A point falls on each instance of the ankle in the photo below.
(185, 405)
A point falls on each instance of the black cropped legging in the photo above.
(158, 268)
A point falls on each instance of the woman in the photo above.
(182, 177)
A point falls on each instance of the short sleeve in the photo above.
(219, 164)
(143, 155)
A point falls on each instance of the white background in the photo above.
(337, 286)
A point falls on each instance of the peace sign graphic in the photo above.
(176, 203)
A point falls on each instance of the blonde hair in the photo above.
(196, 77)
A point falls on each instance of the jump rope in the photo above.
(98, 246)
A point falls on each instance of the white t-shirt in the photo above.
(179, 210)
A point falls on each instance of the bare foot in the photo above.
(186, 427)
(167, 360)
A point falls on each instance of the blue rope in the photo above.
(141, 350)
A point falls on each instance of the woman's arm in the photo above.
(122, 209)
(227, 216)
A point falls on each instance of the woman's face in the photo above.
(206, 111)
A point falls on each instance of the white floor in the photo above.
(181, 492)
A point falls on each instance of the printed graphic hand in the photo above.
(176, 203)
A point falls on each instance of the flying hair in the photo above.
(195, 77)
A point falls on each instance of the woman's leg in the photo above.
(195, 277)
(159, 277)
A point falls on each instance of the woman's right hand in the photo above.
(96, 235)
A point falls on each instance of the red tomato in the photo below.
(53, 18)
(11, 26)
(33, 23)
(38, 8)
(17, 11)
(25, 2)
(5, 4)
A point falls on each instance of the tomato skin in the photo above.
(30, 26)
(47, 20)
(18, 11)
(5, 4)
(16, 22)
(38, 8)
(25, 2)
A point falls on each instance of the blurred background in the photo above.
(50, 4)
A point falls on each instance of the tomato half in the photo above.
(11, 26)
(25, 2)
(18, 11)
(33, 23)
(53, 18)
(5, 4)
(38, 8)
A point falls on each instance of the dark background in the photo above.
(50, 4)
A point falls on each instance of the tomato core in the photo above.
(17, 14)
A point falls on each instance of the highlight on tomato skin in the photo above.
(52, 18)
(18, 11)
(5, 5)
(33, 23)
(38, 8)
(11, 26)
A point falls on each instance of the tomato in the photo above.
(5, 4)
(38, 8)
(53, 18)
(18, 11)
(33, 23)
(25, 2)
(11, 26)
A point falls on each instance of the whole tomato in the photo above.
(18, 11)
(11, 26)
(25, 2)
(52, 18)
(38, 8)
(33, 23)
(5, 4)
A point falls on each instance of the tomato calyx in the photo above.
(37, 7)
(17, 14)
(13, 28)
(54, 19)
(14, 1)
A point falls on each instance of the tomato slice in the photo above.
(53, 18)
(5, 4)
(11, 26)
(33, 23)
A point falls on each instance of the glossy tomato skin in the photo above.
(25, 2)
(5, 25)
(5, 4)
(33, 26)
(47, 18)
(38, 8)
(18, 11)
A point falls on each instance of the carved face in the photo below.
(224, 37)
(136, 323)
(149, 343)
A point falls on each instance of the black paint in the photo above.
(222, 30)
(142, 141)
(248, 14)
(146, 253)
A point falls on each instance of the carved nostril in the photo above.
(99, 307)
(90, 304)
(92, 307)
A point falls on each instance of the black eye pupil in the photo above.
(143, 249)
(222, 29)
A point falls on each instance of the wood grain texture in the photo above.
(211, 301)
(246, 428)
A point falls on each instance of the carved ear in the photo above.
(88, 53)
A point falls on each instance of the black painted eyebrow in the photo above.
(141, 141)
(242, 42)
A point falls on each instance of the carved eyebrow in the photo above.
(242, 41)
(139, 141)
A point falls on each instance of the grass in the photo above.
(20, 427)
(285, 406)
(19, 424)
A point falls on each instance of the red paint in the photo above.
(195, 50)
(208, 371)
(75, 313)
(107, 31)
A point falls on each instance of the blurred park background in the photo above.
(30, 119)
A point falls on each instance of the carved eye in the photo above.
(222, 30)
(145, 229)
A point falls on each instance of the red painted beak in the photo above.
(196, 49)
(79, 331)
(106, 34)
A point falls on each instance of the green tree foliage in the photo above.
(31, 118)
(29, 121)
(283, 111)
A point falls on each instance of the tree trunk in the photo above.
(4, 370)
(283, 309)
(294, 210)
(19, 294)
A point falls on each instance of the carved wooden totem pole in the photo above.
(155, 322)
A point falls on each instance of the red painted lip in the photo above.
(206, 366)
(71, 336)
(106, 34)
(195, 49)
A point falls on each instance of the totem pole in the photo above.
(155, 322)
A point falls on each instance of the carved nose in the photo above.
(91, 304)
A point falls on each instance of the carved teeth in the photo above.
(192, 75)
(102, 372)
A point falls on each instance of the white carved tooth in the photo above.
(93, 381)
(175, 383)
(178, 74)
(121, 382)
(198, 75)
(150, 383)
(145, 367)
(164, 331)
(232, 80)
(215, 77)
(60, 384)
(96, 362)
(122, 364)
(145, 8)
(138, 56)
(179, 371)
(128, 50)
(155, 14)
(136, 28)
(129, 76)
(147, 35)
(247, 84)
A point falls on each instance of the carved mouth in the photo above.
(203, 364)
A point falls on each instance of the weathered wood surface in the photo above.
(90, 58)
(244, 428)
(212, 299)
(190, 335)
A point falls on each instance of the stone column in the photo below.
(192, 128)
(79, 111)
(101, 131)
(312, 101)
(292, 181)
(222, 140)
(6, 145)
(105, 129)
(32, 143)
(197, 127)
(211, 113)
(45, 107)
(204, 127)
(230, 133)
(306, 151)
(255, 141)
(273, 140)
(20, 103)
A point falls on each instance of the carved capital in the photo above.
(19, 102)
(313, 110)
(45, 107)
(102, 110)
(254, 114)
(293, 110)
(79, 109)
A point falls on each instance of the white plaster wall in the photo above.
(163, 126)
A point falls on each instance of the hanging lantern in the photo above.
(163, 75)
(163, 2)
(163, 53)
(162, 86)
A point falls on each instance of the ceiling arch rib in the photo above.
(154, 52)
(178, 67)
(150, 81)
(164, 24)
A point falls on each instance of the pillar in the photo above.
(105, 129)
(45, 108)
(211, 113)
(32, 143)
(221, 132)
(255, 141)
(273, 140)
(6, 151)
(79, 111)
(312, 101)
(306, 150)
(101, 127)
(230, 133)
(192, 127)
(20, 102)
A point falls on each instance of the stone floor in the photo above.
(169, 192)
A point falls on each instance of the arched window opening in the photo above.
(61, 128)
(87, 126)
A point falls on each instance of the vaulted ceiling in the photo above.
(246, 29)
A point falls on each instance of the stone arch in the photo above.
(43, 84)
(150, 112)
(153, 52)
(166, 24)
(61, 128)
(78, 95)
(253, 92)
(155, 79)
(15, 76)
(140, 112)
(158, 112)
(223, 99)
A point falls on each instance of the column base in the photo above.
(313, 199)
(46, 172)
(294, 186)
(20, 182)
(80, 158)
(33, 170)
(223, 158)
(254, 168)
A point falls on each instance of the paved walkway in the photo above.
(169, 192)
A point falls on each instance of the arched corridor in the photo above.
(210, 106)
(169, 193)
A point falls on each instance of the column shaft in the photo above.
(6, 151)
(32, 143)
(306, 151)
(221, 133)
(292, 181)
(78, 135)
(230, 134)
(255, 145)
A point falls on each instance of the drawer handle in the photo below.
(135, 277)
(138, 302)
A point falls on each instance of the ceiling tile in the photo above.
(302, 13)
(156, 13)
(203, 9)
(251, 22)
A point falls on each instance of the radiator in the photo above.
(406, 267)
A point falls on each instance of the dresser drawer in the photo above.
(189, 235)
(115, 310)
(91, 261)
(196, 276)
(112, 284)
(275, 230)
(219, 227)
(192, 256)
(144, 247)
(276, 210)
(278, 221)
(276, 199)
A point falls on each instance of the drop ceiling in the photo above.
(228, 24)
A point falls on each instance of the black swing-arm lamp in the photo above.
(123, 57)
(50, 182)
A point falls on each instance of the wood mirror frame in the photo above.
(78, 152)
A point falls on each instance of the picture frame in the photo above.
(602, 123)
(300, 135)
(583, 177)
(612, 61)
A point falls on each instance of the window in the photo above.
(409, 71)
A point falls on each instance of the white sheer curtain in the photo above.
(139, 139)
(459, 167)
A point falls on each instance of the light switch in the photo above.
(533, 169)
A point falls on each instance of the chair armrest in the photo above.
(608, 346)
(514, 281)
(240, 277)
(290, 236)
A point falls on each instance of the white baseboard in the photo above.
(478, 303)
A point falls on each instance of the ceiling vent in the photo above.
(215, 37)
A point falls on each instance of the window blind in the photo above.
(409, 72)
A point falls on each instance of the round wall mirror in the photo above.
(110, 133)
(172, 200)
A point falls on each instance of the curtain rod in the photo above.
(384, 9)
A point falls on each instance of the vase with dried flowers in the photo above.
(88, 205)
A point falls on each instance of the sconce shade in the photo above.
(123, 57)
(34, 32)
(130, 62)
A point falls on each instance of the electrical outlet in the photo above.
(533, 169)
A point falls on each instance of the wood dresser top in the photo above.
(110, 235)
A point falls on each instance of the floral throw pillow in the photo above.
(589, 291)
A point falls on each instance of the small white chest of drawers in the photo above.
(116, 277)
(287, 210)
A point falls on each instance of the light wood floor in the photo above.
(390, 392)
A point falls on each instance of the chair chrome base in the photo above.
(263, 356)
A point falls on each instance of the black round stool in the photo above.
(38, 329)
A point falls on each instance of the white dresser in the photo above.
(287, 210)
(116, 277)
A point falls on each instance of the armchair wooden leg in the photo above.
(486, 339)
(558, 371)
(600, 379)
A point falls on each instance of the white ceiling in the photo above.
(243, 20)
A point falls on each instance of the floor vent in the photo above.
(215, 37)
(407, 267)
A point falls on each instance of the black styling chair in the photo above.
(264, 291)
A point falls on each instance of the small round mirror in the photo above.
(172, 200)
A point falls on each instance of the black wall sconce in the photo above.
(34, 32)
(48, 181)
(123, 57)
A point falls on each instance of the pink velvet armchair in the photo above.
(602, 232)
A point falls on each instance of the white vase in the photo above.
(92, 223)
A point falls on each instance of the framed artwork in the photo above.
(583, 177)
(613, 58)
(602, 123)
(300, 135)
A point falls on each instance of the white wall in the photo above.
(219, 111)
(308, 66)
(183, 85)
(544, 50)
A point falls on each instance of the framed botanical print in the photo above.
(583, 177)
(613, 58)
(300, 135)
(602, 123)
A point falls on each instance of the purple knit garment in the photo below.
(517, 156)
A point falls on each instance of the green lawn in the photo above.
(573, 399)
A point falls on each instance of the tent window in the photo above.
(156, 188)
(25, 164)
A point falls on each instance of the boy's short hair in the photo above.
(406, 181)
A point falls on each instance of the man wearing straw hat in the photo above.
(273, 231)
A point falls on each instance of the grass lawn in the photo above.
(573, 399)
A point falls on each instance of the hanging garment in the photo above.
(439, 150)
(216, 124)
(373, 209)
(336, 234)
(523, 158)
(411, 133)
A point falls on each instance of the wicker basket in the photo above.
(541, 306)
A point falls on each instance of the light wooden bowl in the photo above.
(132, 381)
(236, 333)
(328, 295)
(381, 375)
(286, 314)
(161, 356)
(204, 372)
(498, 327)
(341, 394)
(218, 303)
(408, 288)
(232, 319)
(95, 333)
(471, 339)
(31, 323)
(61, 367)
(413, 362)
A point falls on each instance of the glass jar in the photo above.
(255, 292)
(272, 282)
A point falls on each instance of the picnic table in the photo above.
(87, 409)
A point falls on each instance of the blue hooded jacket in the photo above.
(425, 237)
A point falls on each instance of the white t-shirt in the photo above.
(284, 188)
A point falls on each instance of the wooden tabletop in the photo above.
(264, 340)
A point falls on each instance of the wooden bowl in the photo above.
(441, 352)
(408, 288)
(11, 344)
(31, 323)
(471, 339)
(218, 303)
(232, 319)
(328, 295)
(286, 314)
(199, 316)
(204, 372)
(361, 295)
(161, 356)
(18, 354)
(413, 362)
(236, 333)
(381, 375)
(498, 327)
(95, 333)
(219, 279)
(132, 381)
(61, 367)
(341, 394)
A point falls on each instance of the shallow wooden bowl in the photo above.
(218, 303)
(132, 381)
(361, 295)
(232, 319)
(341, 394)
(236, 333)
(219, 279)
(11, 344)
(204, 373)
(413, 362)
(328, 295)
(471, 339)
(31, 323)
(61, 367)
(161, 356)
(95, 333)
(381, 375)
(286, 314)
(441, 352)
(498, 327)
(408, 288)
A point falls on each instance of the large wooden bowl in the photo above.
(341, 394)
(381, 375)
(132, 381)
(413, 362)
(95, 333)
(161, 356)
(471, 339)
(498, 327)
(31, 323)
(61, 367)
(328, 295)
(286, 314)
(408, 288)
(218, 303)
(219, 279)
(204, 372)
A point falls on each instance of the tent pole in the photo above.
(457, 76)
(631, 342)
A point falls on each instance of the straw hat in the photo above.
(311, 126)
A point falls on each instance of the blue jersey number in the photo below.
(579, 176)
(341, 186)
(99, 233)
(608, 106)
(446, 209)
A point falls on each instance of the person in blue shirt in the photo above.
● ● ● ● ●
Task statement:
Produce an exact copy of the lines from the one containing "A point falls on each instance of the wooden tabletop" through the last line, and of nothing else.

Exercise response:
A point falls on each instance of the wooden tabletop in the photo above.
(264, 340)
A point falls on each instance of the wooden bowl in the photo above.
(441, 352)
(408, 288)
(11, 344)
(31, 323)
(471, 339)
(218, 303)
(232, 319)
(328, 295)
(286, 314)
(199, 316)
(204, 372)
(361, 295)
(161, 356)
(18, 354)
(413, 362)
(236, 333)
(381, 375)
(498, 327)
(95, 333)
(219, 279)
(132, 381)
(61, 367)
(341, 394)
A point falls on each instance of the shallow wooden bowl in the photo above.
(218, 303)
(132, 381)
(361, 295)
(232, 319)
(341, 394)
(236, 333)
(219, 279)
(11, 344)
(204, 373)
(413, 362)
(328, 295)
(471, 339)
(31, 323)
(61, 367)
(161, 356)
(95, 333)
(381, 375)
(286, 314)
(441, 352)
(498, 327)
(408, 288)
A point falls on each instance of the large wooden bowl in the photo above.
(341, 394)
(381, 375)
(132, 381)
(413, 362)
(95, 333)
(161, 356)
(471, 339)
(498, 327)
(31, 323)
(61, 367)
(328, 295)
(286, 314)
(408, 288)
(218, 303)
(219, 279)
(204, 372)
A point falls on each instance of the tent pole in the photo above.
(457, 76)
(631, 342)
A point falls on each instance of the straw hat in the photo above.
(311, 126)
A point falls on each instance of the blue jersey number in the photo below.
(579, 176)
(341, 186)
(99, 233)
(608, 106)
(446, 209)
A point falls on each instance of the person in blue shirt in the photo above.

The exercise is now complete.